— Start of Information given —

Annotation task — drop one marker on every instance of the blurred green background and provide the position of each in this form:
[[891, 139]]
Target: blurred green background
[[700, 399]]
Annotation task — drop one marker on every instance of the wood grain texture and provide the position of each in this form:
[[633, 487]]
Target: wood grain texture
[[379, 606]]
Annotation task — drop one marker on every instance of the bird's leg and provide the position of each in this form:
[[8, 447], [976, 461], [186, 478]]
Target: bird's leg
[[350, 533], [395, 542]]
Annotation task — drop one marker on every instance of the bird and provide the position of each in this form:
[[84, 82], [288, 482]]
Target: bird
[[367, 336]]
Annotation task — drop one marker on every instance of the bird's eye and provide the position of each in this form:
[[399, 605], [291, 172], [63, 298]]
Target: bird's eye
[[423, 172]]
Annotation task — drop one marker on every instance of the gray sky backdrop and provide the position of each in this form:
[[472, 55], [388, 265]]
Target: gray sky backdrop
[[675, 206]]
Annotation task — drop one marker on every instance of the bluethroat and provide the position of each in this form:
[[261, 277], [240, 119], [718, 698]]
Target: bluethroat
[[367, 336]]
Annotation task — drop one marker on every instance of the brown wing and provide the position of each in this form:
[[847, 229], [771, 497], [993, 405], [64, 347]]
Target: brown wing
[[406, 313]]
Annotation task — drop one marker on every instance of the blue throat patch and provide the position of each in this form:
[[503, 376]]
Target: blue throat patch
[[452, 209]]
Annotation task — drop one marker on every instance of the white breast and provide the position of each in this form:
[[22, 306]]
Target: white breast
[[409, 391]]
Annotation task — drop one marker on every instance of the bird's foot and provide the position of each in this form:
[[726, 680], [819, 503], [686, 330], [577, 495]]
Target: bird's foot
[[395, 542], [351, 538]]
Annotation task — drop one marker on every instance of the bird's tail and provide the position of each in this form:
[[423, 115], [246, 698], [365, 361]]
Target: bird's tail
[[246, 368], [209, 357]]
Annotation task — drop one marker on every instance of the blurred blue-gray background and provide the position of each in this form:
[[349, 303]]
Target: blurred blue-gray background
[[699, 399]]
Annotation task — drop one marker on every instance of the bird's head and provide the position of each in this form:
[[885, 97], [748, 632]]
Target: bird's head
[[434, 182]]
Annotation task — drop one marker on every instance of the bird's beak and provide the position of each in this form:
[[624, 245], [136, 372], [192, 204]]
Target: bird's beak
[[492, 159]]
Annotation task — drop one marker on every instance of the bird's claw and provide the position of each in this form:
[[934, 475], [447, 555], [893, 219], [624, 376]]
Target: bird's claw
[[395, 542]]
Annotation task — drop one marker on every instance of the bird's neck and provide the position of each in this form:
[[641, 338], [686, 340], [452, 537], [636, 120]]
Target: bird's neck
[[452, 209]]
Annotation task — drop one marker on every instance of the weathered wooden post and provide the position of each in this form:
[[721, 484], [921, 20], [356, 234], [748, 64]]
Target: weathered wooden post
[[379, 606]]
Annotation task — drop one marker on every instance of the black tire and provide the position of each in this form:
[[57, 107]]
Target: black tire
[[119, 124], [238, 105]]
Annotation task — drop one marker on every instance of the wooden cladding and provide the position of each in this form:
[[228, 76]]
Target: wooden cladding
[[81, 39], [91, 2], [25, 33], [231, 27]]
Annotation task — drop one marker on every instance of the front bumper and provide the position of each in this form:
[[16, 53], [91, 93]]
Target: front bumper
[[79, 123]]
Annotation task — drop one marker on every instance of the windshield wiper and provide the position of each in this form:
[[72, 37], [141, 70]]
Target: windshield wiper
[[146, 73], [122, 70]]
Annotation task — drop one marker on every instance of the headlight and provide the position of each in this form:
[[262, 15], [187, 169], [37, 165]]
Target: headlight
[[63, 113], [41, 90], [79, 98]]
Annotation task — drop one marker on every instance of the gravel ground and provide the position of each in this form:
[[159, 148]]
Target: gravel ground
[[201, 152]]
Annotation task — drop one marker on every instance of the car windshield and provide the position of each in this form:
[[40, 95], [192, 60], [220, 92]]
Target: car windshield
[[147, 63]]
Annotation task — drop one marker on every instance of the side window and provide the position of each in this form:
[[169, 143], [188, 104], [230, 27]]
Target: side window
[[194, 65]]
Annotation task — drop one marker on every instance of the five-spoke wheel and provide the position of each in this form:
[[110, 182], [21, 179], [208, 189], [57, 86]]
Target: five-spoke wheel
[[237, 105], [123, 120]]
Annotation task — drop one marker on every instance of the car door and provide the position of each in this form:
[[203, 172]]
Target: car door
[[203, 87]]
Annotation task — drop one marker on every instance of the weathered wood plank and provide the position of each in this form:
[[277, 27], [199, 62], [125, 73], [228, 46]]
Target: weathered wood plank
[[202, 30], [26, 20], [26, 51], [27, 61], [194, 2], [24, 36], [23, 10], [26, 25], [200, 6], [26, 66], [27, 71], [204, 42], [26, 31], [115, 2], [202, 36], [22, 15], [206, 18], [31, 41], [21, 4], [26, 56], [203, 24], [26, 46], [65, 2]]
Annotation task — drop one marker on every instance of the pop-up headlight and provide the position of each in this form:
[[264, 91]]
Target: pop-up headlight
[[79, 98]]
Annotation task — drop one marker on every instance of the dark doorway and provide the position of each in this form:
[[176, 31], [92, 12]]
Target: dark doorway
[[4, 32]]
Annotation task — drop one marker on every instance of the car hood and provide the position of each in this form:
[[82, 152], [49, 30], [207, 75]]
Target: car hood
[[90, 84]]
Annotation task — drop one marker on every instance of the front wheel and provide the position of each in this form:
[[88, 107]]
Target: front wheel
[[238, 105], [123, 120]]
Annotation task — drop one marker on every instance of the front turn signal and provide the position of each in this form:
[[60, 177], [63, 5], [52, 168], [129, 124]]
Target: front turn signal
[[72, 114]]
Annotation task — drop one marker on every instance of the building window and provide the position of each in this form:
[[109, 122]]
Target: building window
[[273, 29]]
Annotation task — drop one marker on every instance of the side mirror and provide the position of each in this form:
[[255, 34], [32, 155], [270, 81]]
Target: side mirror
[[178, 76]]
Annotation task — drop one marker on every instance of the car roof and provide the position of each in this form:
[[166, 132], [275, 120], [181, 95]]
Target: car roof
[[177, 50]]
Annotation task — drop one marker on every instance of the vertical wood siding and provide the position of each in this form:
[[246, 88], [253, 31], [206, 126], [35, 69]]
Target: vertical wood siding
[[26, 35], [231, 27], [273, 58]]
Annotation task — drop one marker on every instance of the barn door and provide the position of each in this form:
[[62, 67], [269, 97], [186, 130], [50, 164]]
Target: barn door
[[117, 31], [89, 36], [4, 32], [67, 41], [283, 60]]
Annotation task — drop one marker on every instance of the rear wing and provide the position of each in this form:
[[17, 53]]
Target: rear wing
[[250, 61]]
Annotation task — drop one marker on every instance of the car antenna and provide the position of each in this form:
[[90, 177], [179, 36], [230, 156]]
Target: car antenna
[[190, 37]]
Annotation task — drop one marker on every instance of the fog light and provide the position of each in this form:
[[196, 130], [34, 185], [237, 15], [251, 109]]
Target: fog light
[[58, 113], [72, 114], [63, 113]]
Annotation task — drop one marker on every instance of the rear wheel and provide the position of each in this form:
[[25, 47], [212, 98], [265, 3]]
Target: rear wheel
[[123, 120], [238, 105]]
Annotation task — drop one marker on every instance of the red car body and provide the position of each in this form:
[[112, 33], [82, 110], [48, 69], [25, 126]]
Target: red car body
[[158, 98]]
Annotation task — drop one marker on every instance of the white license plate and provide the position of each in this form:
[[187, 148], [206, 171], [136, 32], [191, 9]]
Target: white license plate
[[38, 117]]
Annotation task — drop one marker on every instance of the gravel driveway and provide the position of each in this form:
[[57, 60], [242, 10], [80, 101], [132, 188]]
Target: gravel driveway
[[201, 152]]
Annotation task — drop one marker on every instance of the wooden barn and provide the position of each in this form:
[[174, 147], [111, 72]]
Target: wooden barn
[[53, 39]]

— End of Information given —

**Aim of the exercise**
Reproduce word for word the lines of the listing above, from the line with "of the vertical" to the line with "[[117, 31], [89, 36], [4, 32], [67, 41], [283, 60]]", including both of those lines.

**Task result**
Annotation task — drop one marker on every instance of the vertical wood siding and provide the position of each in this form:
[[246, 88], [253, 31], [206, 126], [35, 69]]
Target: vertical wood siding
[[26, 35], [231, 27], [273, 58]]
Annotation task — drop one marker on every instance of the barn door and provide the position of each in this form:
[[62, 67], [269, 97], [186, 130], [50, 164]]
Target: barn door
[[117, 31], [89, 36], [4, 32], [67, 41], [283, 60]]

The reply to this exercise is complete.